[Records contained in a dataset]
"""
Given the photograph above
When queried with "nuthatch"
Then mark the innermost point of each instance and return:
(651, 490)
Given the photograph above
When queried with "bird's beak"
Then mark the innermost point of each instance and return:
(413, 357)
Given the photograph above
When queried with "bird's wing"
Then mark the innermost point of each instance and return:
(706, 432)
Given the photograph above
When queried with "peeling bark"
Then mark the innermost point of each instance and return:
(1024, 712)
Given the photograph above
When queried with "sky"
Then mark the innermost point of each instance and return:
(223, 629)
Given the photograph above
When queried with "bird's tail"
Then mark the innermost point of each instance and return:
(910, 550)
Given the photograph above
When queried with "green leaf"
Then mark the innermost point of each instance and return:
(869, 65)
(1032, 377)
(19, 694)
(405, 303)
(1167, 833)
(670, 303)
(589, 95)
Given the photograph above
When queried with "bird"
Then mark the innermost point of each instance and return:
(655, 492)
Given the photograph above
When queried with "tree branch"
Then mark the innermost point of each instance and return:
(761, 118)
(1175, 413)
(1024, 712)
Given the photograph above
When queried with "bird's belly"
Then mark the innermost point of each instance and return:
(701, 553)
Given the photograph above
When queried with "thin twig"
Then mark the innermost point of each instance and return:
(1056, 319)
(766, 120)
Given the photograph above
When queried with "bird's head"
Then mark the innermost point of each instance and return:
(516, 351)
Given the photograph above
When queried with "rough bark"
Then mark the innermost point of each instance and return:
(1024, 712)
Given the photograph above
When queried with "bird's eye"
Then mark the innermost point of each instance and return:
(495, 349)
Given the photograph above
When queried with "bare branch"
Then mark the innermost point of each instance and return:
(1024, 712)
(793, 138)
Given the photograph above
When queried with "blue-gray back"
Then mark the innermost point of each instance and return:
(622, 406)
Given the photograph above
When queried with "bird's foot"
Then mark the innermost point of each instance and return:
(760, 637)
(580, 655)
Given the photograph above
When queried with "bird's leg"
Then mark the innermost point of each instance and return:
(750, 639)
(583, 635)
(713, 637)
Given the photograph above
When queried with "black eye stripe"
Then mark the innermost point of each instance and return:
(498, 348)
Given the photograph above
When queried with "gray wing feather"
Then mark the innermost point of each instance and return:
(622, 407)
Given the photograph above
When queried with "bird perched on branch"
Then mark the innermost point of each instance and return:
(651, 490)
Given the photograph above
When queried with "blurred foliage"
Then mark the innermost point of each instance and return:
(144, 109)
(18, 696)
"""
"""
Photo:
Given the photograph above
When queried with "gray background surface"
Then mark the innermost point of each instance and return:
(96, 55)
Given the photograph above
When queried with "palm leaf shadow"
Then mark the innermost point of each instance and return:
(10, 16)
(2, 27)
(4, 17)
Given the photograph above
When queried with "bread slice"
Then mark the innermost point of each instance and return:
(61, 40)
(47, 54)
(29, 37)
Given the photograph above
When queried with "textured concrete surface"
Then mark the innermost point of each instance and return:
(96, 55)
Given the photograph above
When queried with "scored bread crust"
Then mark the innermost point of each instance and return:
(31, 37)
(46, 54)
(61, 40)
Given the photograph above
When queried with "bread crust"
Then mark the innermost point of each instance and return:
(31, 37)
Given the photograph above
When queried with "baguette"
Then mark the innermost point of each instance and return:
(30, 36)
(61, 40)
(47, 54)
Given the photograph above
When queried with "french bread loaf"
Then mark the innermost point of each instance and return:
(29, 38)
"""
"""
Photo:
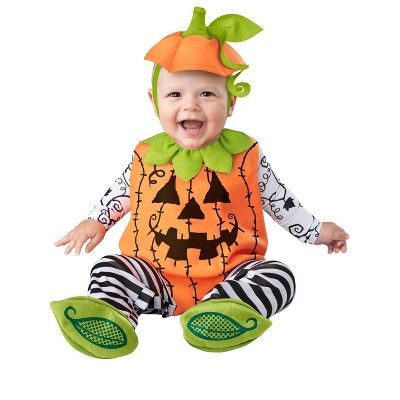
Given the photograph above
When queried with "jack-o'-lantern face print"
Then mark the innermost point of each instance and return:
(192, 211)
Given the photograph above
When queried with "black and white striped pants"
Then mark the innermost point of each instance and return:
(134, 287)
"""
What lines in the records contain the word "black"? Return each one.

When queried with "black eye stripe"
When queried with "black and white striped pants"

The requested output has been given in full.